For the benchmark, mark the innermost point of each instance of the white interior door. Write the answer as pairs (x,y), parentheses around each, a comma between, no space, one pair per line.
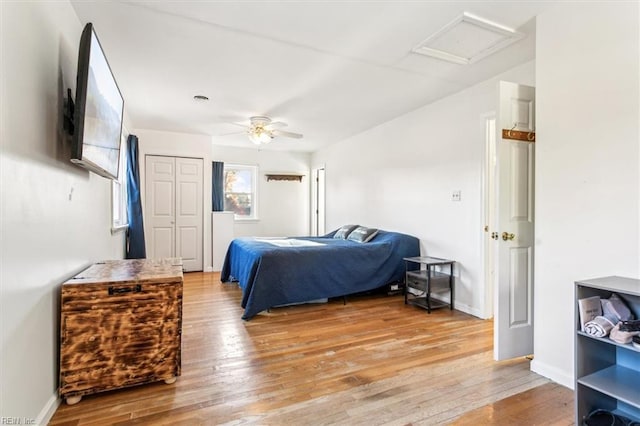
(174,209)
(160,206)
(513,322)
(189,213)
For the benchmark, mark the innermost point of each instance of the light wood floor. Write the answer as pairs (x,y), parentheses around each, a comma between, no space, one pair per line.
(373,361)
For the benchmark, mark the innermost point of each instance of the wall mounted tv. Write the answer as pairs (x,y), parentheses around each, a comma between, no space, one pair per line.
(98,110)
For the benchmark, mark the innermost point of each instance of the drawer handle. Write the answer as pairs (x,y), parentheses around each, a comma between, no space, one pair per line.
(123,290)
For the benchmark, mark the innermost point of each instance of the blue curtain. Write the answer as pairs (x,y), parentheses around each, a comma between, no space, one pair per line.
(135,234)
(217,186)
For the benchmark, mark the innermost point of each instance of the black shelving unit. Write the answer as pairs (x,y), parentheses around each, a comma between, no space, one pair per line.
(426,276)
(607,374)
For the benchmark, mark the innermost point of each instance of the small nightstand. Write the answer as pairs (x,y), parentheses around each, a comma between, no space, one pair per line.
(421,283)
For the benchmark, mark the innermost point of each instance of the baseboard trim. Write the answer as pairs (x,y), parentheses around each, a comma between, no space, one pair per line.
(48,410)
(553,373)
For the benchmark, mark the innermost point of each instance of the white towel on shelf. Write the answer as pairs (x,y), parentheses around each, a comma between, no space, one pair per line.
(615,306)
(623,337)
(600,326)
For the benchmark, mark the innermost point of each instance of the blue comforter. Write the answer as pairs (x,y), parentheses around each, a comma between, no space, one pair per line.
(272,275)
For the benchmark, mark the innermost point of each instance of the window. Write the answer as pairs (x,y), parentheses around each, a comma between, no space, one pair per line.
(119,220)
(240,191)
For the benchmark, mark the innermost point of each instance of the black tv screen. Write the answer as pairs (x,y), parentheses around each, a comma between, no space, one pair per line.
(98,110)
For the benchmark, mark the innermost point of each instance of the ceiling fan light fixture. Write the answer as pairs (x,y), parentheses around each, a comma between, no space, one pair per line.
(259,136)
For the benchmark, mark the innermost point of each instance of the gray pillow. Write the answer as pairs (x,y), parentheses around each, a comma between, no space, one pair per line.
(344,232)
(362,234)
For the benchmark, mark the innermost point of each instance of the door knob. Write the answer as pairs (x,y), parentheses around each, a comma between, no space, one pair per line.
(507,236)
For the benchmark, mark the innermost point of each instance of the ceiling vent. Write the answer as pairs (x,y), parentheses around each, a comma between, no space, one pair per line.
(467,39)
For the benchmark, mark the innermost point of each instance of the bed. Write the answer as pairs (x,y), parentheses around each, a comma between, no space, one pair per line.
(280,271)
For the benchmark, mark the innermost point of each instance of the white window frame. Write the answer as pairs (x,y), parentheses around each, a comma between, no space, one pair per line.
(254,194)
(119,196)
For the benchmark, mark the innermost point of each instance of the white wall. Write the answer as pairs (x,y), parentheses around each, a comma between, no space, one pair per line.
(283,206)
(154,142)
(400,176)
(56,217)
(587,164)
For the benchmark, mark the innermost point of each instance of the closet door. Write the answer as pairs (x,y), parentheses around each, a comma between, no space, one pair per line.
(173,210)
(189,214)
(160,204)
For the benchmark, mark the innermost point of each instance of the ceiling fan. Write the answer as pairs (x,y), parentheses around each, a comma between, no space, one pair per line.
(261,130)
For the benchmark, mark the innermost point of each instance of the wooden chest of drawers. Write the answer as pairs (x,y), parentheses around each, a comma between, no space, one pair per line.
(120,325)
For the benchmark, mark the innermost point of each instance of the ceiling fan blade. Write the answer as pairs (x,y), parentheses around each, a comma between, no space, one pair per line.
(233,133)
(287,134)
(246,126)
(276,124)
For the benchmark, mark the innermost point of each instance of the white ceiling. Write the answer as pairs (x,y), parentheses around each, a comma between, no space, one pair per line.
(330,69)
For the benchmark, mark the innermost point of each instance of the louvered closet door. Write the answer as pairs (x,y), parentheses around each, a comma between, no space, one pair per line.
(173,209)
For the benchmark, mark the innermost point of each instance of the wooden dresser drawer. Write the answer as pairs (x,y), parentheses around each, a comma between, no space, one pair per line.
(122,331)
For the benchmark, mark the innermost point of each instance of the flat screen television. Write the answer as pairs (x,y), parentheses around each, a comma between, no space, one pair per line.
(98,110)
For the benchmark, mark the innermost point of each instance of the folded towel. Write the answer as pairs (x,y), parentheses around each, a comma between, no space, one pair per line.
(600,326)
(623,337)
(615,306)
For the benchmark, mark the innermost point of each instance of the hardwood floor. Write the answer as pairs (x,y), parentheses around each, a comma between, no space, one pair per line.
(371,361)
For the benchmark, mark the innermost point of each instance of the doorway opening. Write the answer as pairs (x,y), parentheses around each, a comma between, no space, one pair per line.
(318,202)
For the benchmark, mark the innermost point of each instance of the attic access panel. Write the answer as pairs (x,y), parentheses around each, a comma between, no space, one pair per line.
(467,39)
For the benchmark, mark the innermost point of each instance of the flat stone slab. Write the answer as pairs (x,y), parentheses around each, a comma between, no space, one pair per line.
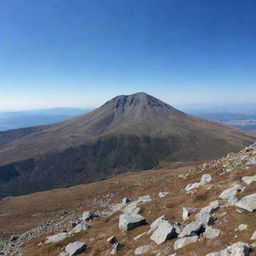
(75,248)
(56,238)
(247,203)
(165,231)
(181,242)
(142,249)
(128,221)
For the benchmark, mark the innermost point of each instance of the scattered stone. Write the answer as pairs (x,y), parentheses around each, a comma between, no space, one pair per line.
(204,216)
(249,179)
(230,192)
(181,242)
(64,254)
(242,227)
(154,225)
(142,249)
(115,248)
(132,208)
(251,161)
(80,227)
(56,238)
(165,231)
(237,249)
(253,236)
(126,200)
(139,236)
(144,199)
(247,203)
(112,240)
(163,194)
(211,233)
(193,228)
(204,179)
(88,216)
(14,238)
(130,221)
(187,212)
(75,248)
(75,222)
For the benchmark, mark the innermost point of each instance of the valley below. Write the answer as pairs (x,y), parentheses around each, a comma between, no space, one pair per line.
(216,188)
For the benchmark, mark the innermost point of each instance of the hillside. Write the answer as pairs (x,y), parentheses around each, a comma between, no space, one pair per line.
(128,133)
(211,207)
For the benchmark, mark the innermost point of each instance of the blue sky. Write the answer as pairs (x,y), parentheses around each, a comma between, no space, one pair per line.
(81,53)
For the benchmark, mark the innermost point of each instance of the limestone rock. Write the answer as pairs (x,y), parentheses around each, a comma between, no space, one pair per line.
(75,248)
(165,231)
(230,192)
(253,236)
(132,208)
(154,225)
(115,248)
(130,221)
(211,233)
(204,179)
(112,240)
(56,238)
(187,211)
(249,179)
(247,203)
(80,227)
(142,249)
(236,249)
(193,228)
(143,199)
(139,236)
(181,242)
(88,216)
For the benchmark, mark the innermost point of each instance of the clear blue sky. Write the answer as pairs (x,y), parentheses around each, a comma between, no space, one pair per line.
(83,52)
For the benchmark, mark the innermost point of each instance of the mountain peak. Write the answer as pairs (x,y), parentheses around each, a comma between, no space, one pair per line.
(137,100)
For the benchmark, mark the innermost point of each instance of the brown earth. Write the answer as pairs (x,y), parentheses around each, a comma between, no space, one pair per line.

= REQUIREMENTS =
Write the lines above out again exactly, without any of their pictures.

= CORRECT OUTPUT =
For the benchmark, mark the innermost point of each instance of the white interior door. Write the answer as pairs (x,y), parentheses around each, a comma between, no space, one pair per line.
(174,209)
(160,206)
(513,322)
(189,213)
For the benchmark, mark the innermost point of each instance of the light wood floor. Write the answer as pairs (x,y), parentheses around each, a comma between, no space, one pair per line.
(373,361)
For the benchmark, mark the innermost point of each instance of the wall mounted tv. Write the answer as pairs (x,y), parentheses around each, a comma between, no space, one pair per line.
(98,110)
For the benchmark, mark the innermost point of each instance of the drawer handle. Write the answer as pairs (x,y), parentheses around each, a comma between, no space, one pair per line.
(123,290)
For the benchmark, mark the innermost point of each instance of the blue curtain. Write the answer as pairs (x,y), parentheses around each, a comma between, no space, one pair per line.
(135,234)
(217,186)
For the benchmark, mark the innermost point of each instance of the black shelving unit. Write the answer as pairs (x,y), parentheses around each, a comma between, no space, one pair per line.
(426,276)
(607,374)
For the benchmark, mark the innermost point of each instance of the small nightstand. Write the answer as pairs (x,y), parentheses around each, a comma between, no space, one pair per line.
(421,283)
For the benchmark, mark the innermost point of each instance of the baseboard trim. Write the answer as pairs (x,y), parentheses around each, a comma between, no space, one pair per line.
(48,410)
(553,373)
For the benchmark, mark the innermost point of each instance of the white towel on shelf. Write the answer as pairs (x,y), parentheses around each, a comma between, no space, one pair per line.
(615,306)
(623,337)
(600,326)
For the benchmark, mark the innermost point of each instance of the blue comforter. Write the answer as pairs (x,y), parentheses around each, a comma between, no space, one pair per line.
(272,275)
For the benchmark, mark the innermost point of each instance of the window. Write the answer as pairs (x,y), parentheses around each, a comma between, no space, one pair per line.
(119,220)
(240,191)
For the benchmark, mark the innermost point of each instance of the black tv screen. Write the answer as pairs (x,y), parentheses around each, a comma between, no space, one pair per line.
(98,110)
For the benchmark, mark the innermost point of each instance of the ceiling fan light fixture. Write the answer as pairs (x,y), parentheses around each, a comma between, no space, one pair per line.
(259,136)
For the benchmark, mark the innermost point of each instance of the gray pillow. Write the answer as pairs (x,y), parentheses around each, a comma between, no space, one pair per line.
(344,232)
(362,234)
For the benchmark, mark the innermost point of each instance of the door knob. Write the answer as pairs (x,y), parentheses around each, a comma between, no space, one pair per line.
(507,236)
For the benchmark, mark the innermost point of each instance of the ceiling vent. Write the answer as pairs (x,y), parentheses around each, a comma between, no space, one pair per line.
(467,39)
For the benchmark, mark the innermost point of each instance of the bed. Write the answer as pairs (x,y), parentheses around each, a comma between, no space, one pair per line.
(280,271)
For the benchmark, mark the innermost point of each instance of the white window frame. Write the answer as pairs (x,y), parentheses around each, a comma between, no space, one pair per line.
(254,194)
(119,196)
For the benchmark, mark the innermost point of each instance of the white wall. Write the answer as pairs (x,y), parentheses around each, a comma between, no space, one pair per line.
(283,206)
(154,142)
(400,176)
(56,217)
(587,164)
For the benchmark, mark the innermost point of each instance of the closet door. Write the answer as pairs (x,y), parentheses around each, a comma between, no space, one pair per line.
(173,210)
(189,214)
(160,204)
For the benchmark, mark the innermost point of each instance of the ceiling fan. Write the answer as pairs (x,y), parentheses around each, a comma between, no space, one pair per line.
(261,130)
For the benchmark, mark the innermost point of each instance of the wooden chest of drawers. Write the answer as pairs (x,y), parentheses around each, a comma between, no space, one pair per line.
(120,325)
For the benchmark, mark the innermost point of each instance of the ceiling fan blade. Write the answer as pairs (x,y), parentheses around each, a comma between, no space, one pair per line.
(233,133)
(287,134)
(246,126)
(276,124)
For the benchmark, mark the innermost point of each instance of the white ceiling. Write the answer as pairs (x,y), parentheses around each, a comma between, no space, one pair per line.
(330,69)
For the benchmark, mark the innermost point of each instance of the louvered closet door. Write the answer as pairs (x,y), parentheses around each, a comma between, no space, one pair per line.
(173,209)
For the benchmark, mark the innermost point of each instance of the wooden dresser drawer. Write the answer as pairs (x,y), parentheses around each, a comma between, no space, one pair per line.
(122,331)
For the benchmark, mark the innermost point of each instance of the flat screen television. Write the answer as pairs (x,y), parentheses around each, a comma between, no space, one pair per line.
(98,110)
For the benchmark, mark the innermost point of each instance of the folded towel. Write the answer as pairs (x,y), parentheses around each, a comma between, no space, one pair per line.
(600,326)
(623,337)
(615,306)
For the benchmark, mark the innermost point of each instance of the hardwood floor. Write the answer as pairs (x,y), parentheses around each, a comma between, no space, one pair per line.
(371,361)
For the benchmark, mark the innermost point of each instance of the doorway opening. Write the answer as pairs (x,y), parentheses around each, a comma between, no space, one pair per line.
(318,202)
For the benchmark, mark the innermost point of each instance of the attic access panel. Write the answer as pairs (x,y), parentheses around each, a comma between, no space, one pair per line.
(467,39)
For the benchmark, mark the innermost point of each instance of the flat stone slab. Write the answer as pairs (x,y), parentheses around each, a comma between, no space, one pair per line.
(75,248)
(56,238)
(247,203)
(165,231)
(181,242)
(142,249)
(128,221)
For the benchmark, mark the innermost point of each instance of the scattered stone. Write the answer as pairs (x,y), parentheses around each, a comma between, no space, one pair per line.
(204,216)
(249,179)
(230,192)
(181,242)
(64,254)
(242,227)
(154,225)
(142,249)
(115,248)
(132,208)
(251,161)
(80,227)
(56,238)
(165,231)
(237,249)
(253,236)
(126,200)
(139,236)
(144,199)
(247,203)
(112,240)
(163,194)
(211,233)
(193,228)
(204,179)
(88,216)
(14,238)
(130,221)
(187,212)
(75,248)
(75,222)
For the benchmark, mark the innermost point of each instance of the valley below. Write the answer as pairs (x,y), parentheses around each, a comma between, no space, one pair per line.
(216,188)
For the benchmark, mark the innermost point of each instance of the hillside. Write the answer as pairs (x,y), parentheses around each, a comma between, no space, one pair per line.
(128,133)
(211,207)
For the benchmark, mark the innermost point of each instance of the blue sky. Write the answer as pairs (x,y), parentheses around each, a comma between, no space, one pair per line.
(81,53)
For the benchmark, mark the innermost point of each instance of the limestone rock. Write the answer as pairs (x,y), parentheses around each, a comma between, no space, one pair per line.
(75,248)
(165,231)
(230,192)
(253,236)
(132,208)
(154,225)
(115,248)
(130,221)
(211,233)
(204,179)
(112,240)
(56,238)
(187,211)
(249,179)
(247,203)
(80,227)
(142,249)
(236,249)
(193,228)
(143,199)
(139,236)
(181,242)
(88,216)
For the benchmark, mark the innermost point of each instance of the clear blue sky. Write the answer as pairs (x,y), parentheses around each, a comma between, no space, one pair per line.
(83,52)
For the benchmark, mark the innermost point of each instance of the mountain peak. Write the answer as pairs (x,y), parentheses around each, a comma between, no space, one pair per line.
(137,100)
For the benchmark, mark the innermost point of each instance of the brown earth. Write the answer as pairs (x,y), parentheses around each, a comma between, no space, one pair per line.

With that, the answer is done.